George Germain, 1st Viscount Sackville, a British soldier and politician who is Secretary of State for the Colonies in Lord North‘s cabinet during the American Revolutionary War, is born on January 26, 1716. He is styled The Honourable George Sackville until 1720, Lord George Sackville from 1720 to 1770, and Lord George Germain from 1770 to 1782.

Sackville is the third son of Lionel Sackville, 1st Duke of Dorset, and his wife Elizabeth, daughter of Lieutenant-General Walter Philip Colyear. Between 1730 and 1737 and again from 1750 to 1755, his father holds the post of Lord Lieutenant of Ireland. He is educated at Westminster School in London and graduates from Trinity College Dublin in 1737. While in Dublin he befriends the celebrated writer Jonathan Swift. He also encounters John Ligonier, 1sr Earl Ligonier, who later assists his career in the military.

Sackville then enters the army. He is elected Grandmaster of the Grand Lodge of Ireland in 1751, serving in this post for two years. He marries Diana Sambrooke, daughter of John Sambrooke and Elizabeth Forester, on September 3, 1754. They have two sons and three daughters.

Sackville starts as a captain in the 7th Horse (later the 6th Dragoon Guards). In 1740, he transfers to the Gloucestershire Regiment as a lieutenant colonel. The regiment is sent to Germany to participate in the War of the Austrian Succession. In 1743 he is advanced to brevet colonel. He sees his first battle, leading the charge of the infantry of Prince William, Duke of Cumberland, in the Battle of Fontenoy in 1745. He is wounded, captured and taken to the tent of Louis XV. When he is released and returned home, it is to duty in Scotland as the Colonel of the 20th Foot Regiment.

In 1747 and 1748, Sackville again joins the Duke of Cumberland. He becomes colonel of the 7th Irish horse and serves in Holland. There is a break in his military career between wars (1750-1755) when he serves as first secretary to his father.

During the Seven Years’ War, Sackville returns to active military service. In 1755, he is promoted to major general and returns to active service to oversee ordnance. In 1758, he is given a fourth regiment and joins Charles Spencer, 3rd Duke of Marlborough, as a lieutenant general. He is sworn of the Privy Council of the United Kingdom in January 1758.

In June 1758 Sackville is second in command of a British expedition led by Marlborough which attempts an amphibious Raid on St. Malo. While it fails to take the town as instructed, the raid is still considered to be largely successful as a diversion. Follow-up raids are considered against Le Havre, Caen and other targets in Normandy but no further landings are attempted and the force returns home. Later in 1758 they join the allied forces of Duke Ferdinand of Brunswick in Germany. When Marlborough dies, Sackville becomes Commander of the British contingent of the army, although still under the overall command of the Duke of Brunswick.

________________________

• [Given exercise 1]: Rewrite the passage on George Germain from "George Germain, 1st" up to and including "1770 to 1782.", changing "Secretary of State for the Colonies" to "Colonial Secretary".

• [Data in this exercise]:
________________________

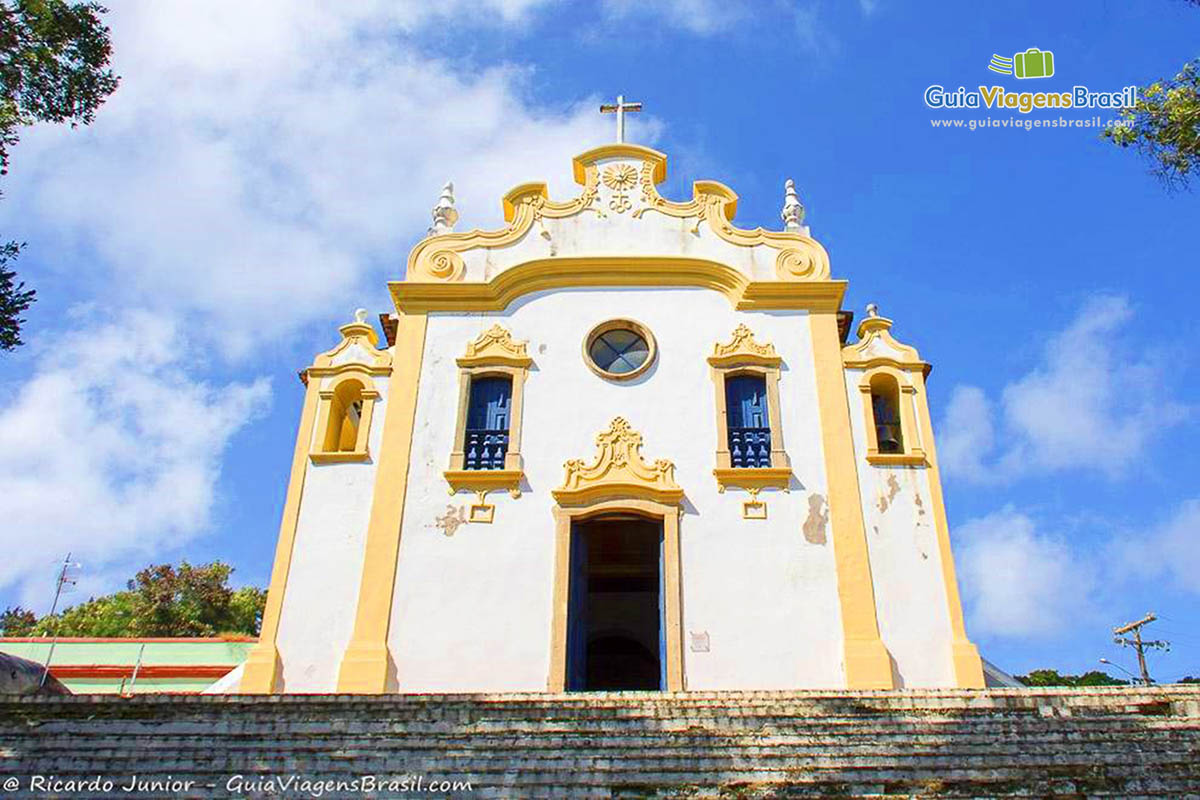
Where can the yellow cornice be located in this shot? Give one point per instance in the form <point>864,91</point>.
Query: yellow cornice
<point>879,329</point>
<point>484,480</point>
<point>753,477</point>
<point>743,349</point>
<point>540,275</point>
<point>618,470</point>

________________________

• [Given exercise 2]: Format every line of the rows above, but not the passage on George Germain, as a JSON list of strings with one string per line and no blank lines. Leave the pictures out.

• [Task output 1]:
George Germain, 1st Viscount Sackville, a British soldier and politician who is Colonial Secretary in Lord North‘s cabinet during the American Revolutionary War, is born on January 26, 1716. He is styled The Honourable George Sackville until 1720, Lord George Sackville from 1720 to 1770, and Lord George Germain from 1770 to 1782.

• [Task output 2]:
[
  "Where can the yellow cornice be located in this shot? Give one point per instance in the form <point>864,91</point>.",
  "Query: yellow cornice",
  "<point>879,329</point>",
  "<point>484,480</point>",
  "<point>753,477</point>",
  "<point>743,349</point>",
  "<point>540,275</point>",
  "<point>618,470</point>"
]